Saved data entries:
- Opening Delimiter -

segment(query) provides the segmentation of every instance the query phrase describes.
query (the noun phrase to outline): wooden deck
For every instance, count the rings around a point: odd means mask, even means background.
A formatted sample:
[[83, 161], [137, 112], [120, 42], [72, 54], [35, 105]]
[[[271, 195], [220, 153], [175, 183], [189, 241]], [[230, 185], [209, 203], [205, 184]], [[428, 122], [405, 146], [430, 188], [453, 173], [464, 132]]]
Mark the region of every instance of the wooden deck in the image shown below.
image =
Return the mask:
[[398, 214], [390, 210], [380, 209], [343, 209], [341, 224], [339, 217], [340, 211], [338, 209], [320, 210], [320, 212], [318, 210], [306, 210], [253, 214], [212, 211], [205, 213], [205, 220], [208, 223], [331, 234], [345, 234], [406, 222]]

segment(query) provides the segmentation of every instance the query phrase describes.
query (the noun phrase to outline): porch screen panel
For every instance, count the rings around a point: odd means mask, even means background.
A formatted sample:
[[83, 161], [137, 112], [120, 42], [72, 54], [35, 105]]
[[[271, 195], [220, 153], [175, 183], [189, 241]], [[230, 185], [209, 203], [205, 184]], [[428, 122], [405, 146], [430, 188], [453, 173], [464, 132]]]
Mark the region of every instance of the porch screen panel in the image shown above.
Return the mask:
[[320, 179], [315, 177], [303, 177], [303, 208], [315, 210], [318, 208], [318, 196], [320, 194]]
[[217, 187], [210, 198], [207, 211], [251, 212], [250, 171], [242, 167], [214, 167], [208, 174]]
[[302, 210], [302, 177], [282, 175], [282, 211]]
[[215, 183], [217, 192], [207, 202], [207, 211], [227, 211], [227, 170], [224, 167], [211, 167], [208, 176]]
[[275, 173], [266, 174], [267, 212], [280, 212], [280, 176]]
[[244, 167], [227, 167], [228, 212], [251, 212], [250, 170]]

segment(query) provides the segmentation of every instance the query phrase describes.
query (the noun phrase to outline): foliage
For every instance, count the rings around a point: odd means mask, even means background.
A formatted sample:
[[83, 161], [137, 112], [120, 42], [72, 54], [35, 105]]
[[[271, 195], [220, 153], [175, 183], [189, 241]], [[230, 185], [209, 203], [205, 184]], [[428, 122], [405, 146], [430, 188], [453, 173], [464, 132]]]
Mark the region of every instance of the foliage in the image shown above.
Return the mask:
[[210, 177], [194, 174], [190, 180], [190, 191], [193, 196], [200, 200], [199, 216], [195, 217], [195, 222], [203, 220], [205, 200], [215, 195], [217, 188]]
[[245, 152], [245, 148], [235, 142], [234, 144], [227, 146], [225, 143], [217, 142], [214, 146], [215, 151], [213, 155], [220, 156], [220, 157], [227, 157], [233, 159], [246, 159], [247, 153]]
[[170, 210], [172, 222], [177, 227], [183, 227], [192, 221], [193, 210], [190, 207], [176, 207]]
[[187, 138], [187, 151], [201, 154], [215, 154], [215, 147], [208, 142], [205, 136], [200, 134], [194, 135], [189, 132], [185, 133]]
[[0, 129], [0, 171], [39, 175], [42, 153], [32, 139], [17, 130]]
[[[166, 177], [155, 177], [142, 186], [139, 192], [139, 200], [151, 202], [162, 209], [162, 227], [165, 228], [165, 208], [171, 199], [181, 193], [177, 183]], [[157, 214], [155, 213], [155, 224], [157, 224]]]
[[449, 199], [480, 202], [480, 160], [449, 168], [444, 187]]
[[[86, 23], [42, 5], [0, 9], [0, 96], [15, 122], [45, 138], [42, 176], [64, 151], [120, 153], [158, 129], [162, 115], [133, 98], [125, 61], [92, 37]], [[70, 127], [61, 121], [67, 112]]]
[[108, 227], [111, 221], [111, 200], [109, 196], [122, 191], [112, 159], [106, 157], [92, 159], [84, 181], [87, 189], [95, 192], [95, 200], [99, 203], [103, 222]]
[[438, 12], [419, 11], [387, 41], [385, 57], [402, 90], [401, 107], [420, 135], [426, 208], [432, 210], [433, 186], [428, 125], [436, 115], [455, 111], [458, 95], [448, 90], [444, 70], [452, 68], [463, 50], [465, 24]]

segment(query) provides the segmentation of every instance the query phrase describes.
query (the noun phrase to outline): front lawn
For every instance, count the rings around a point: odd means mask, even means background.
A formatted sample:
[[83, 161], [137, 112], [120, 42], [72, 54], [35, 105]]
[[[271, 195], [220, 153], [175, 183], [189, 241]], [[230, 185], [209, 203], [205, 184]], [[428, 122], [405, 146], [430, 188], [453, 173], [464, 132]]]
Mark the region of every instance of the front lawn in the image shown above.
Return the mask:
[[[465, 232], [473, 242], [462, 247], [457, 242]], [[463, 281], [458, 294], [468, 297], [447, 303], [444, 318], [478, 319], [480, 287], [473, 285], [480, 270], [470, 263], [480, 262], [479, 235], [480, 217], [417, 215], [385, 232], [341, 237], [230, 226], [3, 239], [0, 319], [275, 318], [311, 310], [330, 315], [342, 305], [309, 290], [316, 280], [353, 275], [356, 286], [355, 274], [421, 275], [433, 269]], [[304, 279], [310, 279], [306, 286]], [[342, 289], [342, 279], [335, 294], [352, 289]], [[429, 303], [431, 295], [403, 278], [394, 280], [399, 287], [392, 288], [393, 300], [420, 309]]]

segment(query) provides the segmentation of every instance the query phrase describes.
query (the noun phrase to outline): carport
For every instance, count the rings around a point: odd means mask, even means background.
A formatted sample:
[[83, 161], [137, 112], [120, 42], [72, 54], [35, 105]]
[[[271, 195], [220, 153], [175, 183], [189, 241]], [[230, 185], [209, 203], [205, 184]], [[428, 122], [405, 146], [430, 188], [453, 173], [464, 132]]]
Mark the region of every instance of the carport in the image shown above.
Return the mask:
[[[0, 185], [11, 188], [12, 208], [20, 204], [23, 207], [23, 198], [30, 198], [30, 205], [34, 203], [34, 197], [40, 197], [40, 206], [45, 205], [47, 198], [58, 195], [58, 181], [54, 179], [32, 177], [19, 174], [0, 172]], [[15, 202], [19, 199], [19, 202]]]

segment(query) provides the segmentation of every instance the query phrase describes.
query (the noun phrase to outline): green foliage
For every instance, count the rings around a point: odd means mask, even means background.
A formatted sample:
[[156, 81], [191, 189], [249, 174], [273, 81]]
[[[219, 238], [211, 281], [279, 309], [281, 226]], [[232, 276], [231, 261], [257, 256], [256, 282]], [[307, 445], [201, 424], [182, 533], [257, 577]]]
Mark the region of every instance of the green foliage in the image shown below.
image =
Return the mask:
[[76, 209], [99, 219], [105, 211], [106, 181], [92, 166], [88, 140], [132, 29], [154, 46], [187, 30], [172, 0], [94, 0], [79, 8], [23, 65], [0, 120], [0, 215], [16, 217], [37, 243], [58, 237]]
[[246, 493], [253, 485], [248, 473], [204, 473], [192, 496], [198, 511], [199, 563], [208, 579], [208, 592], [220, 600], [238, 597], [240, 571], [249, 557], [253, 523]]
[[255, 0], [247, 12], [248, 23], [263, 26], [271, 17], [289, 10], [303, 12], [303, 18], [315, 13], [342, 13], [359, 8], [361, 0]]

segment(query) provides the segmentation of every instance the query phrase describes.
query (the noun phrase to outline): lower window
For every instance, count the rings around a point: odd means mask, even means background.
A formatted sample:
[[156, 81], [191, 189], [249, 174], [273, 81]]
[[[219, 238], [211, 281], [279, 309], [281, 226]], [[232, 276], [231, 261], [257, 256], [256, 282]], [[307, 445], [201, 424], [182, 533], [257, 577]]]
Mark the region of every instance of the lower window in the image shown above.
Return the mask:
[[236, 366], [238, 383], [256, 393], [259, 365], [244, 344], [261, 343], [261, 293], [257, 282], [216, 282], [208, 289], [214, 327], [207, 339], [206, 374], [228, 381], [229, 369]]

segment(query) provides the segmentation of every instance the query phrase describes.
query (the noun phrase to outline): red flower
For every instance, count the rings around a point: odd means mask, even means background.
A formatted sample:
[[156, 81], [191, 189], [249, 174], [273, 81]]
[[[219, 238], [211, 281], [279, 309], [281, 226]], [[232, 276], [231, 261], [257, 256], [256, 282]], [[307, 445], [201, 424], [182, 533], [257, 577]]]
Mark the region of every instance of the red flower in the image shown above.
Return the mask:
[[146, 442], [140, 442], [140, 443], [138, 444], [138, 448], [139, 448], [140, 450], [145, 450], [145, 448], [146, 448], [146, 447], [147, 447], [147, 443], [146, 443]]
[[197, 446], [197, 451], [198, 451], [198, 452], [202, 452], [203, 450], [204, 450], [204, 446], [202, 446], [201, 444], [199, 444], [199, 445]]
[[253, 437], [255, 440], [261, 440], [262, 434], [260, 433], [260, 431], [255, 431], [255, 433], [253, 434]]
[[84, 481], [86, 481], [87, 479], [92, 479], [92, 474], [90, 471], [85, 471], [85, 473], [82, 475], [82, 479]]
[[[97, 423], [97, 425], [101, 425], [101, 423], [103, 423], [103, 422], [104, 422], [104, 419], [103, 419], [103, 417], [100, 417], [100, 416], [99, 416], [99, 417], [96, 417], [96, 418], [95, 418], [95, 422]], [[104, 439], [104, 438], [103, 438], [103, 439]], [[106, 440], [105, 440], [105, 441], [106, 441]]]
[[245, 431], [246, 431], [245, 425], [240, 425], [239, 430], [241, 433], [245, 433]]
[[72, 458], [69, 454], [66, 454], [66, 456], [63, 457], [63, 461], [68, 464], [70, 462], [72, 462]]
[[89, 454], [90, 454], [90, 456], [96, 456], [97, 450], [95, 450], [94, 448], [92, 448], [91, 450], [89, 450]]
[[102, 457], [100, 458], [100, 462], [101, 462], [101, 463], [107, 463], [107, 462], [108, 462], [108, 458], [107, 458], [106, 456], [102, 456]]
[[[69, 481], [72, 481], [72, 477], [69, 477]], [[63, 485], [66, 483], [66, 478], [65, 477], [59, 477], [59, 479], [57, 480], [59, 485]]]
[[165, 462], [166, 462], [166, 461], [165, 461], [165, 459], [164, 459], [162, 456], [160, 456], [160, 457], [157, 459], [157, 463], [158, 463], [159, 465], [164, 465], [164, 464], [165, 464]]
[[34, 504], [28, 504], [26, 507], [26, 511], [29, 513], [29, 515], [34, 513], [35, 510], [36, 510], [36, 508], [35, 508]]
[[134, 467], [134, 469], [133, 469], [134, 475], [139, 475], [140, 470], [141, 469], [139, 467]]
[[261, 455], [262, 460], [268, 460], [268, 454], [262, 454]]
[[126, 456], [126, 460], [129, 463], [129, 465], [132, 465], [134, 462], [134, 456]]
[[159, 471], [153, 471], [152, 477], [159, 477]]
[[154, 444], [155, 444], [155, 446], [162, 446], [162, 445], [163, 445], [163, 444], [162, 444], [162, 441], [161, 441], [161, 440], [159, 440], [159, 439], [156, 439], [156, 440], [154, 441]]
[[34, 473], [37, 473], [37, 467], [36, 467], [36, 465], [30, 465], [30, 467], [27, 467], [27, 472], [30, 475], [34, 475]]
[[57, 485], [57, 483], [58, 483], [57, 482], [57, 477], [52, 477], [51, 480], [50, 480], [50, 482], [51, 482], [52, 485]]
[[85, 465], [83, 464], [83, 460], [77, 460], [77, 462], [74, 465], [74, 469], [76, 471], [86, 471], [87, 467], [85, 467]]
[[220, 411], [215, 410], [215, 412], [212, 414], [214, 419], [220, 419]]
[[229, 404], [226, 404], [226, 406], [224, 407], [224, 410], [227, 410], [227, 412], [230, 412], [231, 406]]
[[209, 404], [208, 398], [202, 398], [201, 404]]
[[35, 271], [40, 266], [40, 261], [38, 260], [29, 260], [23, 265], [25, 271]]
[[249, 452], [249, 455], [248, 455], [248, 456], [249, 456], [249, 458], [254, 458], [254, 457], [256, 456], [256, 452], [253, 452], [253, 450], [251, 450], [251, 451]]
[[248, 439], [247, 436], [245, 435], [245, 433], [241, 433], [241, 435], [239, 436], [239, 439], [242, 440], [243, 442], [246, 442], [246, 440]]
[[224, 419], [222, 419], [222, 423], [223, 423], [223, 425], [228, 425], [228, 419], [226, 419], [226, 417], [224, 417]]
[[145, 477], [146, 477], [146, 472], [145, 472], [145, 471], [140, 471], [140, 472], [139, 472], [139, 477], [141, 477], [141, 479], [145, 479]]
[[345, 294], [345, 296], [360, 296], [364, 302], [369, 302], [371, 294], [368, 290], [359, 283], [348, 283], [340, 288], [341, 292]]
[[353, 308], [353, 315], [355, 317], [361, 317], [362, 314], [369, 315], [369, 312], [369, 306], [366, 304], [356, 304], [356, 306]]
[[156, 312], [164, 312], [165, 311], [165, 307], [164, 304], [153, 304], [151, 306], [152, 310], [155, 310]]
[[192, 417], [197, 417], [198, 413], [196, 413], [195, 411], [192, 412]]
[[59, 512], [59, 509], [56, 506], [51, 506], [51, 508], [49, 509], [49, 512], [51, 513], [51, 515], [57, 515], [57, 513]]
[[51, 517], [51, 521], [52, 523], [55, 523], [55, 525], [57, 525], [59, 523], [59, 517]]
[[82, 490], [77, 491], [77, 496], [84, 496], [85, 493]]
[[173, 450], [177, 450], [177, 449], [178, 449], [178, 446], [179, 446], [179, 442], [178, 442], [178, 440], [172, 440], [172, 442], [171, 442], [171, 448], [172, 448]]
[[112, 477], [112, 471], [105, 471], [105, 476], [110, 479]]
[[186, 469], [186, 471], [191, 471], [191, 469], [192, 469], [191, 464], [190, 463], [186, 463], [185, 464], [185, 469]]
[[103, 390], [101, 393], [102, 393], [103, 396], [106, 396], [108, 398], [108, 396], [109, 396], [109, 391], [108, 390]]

- Closing Delimiter -

### TASK ITEM:
Which lines of the data include the word "region"? Copy each one.

### ANSWER BOX:
Mark the region of every instance of the wooden deck in the image shown below.
Mark the region of every instance of the porch screen panel in the image shown above.
Mark the region of every instance of the foliage in the image shown above.
Mark the region of every instance of the front lawn in the image shown above.
Mark the region of every instance of the carport in the image shown above.
Mark the region of every instance of the green foliage in the image shown below.
Mark the region of every instance of the lower window in the image shown above.
Mark the region of every instance of the red flower in the image shown above.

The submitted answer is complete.